** Start of SUPPLIED RECORDS **

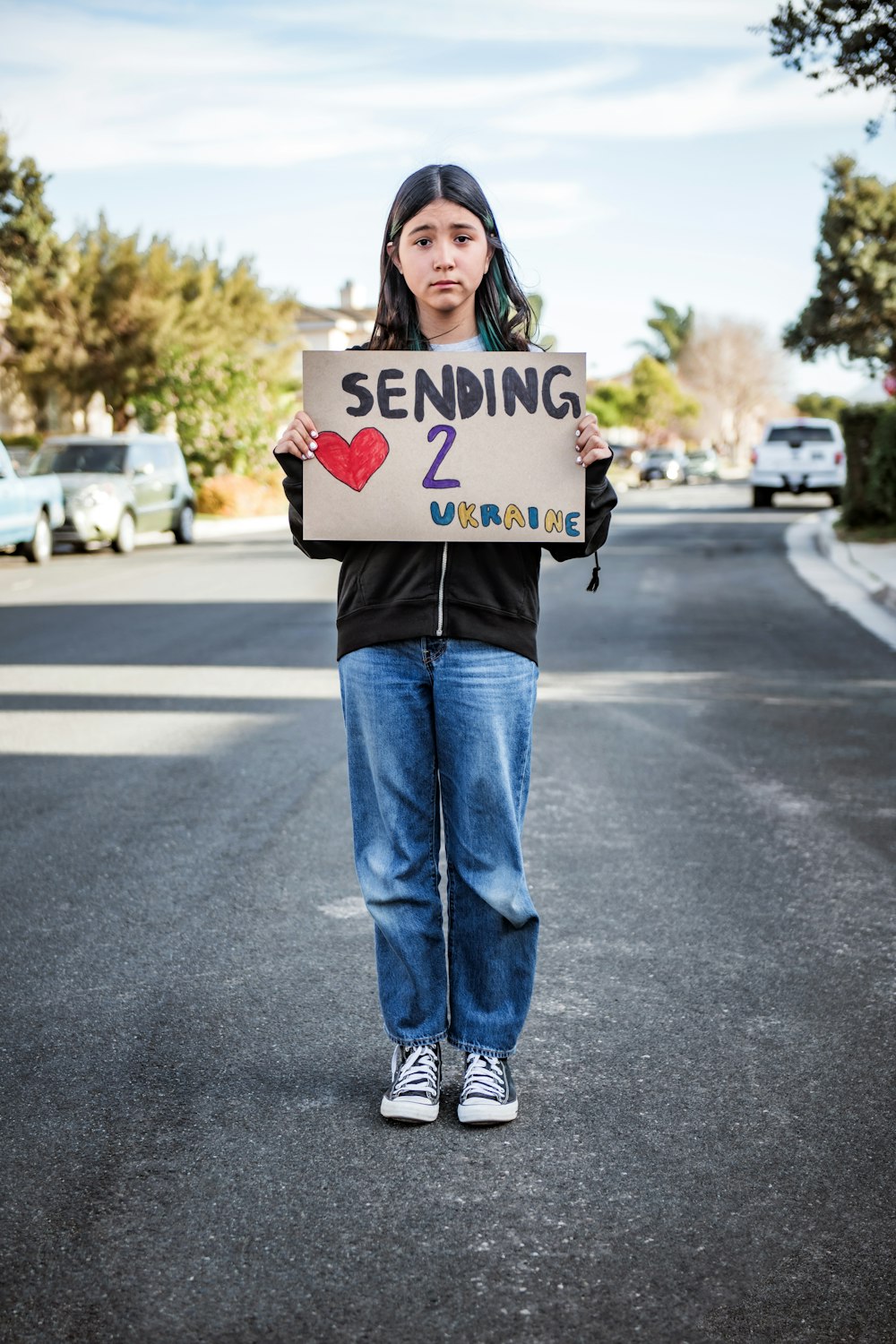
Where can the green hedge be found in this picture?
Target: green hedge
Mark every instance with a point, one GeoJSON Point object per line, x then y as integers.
{"type": "Point", "coordinates": [31, 441]}
{"type": "Point", "coordinates": [869, 433]}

** End of SUPPLIED RECORDS **

Please arrange the lines of all the items above as a numbered list, skipping blank lines and leaving out the pictures.

* SOLUTION FOR THIS TASK
1. Where can the green hedge be found in this picture?
2. Target: green hedge
3. Mark every instance with a point, one GeoJSON Point object per line, x then y as integers.
4. {"type": "Point", "coordinates": [31, 441]}
5. {"type": "Point", "coordinates": [869, 433]}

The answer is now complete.